# Goal 1
Answer these questions using the passage on cryptocurrency volatility forecasts:
(a) Which model yields the lowest average energy score?
(b) The tN test statistic between the highest and lowest average scores is always below what value?
(c) For which cryptocurrency does the tEGARCH model not yield the lowest average CRPS?

# Provided passage

::::::::

The average CPRS based on the hourly volatility forecasts for each cryptocurrency, and the energy score for the covariance forecasts, are presented in Table . Again, the average score for the benchmark is given in the first row and the subsequent rows present each model's average score relative to the benchmark score. Again, the benchmark yields a higher average score (indicating a poorer performance) than almost every other model. The tEGARCH model yields the lowest average CRPS for all cryptocurrencies except ripple and the ADCC-tGARCH yields the lowest average energy score. Importantly, and similar to the discussion of our daily frequency analysis, the test of equal forecasting performance does not distinguish between the models: the tN test statistic between the highest and lowest average scores is always below 0.45, so the null hypothesis of equal forecasting performance is accepted e.g. at the 5% and 10% significance levels based on both the CRPS for each cryptocurrency and on the energy score.Footnote30 This suggests that the equal forecasting performance identified previously based on the average scores of daily returns density forecasts also holds at the hourly frequency: i.e. all models examined, even the random walk benchmark, are considered equally accurate regarding one-hour-ahead volatility and covariance forecasts for the returns of bitcoin, ether, ripple and litecoin.

::::::::

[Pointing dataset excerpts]
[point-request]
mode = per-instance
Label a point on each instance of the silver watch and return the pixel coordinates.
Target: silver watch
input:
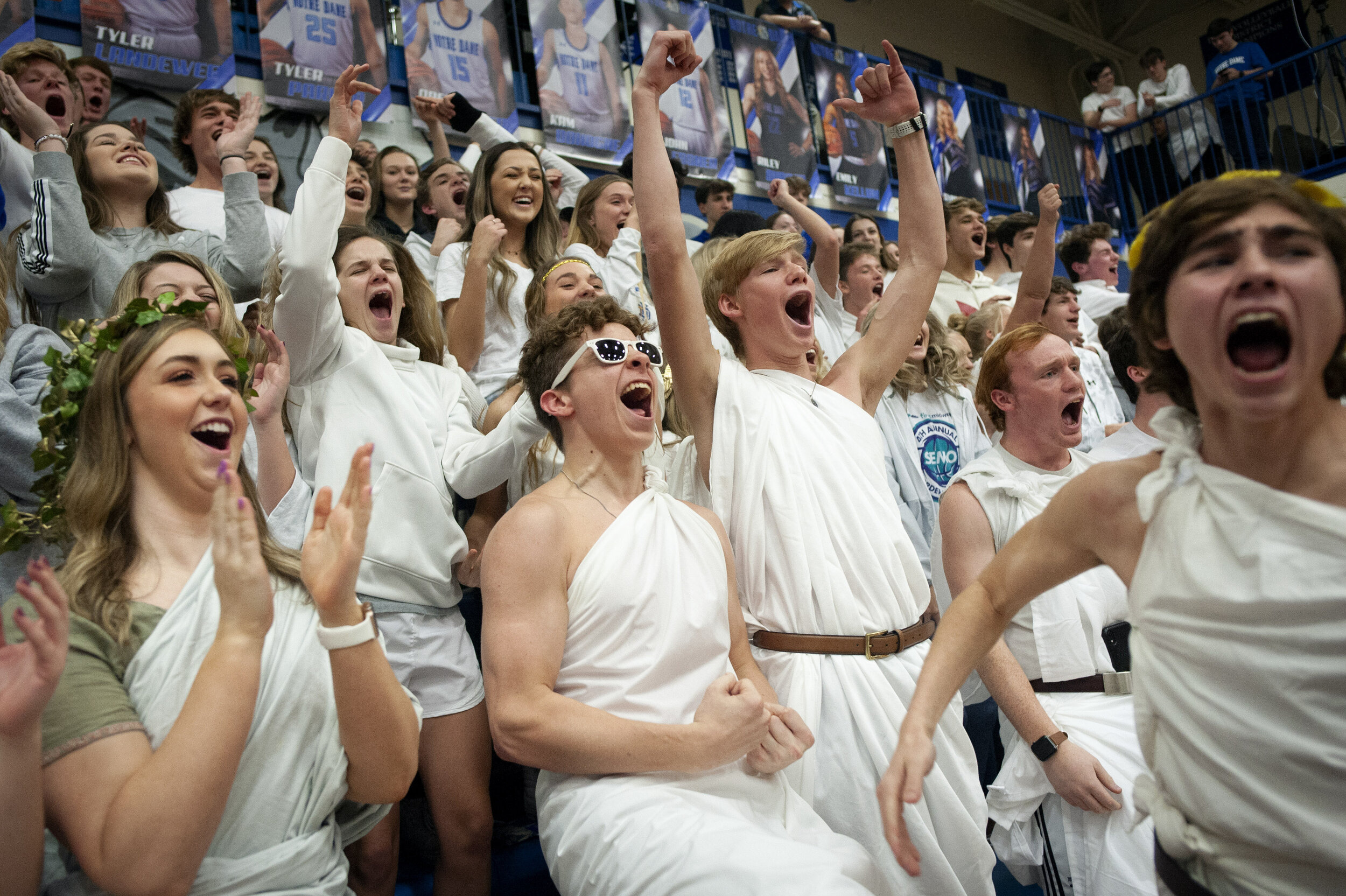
(903, 128)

::::::::

# Goal 2
Repeat every pointing dataset entry above word for word, leaving the picture out of your answer.

# Right answer 1
(a) The ADCC-tGARCH model
(b) 0.45
(c) Ripple

# Right answer 2
[point-request]
mode = per-instance
Label a point on each instance of the silver watch and return the pixel coordinates.
Target: silver watch
input:
(903, 128)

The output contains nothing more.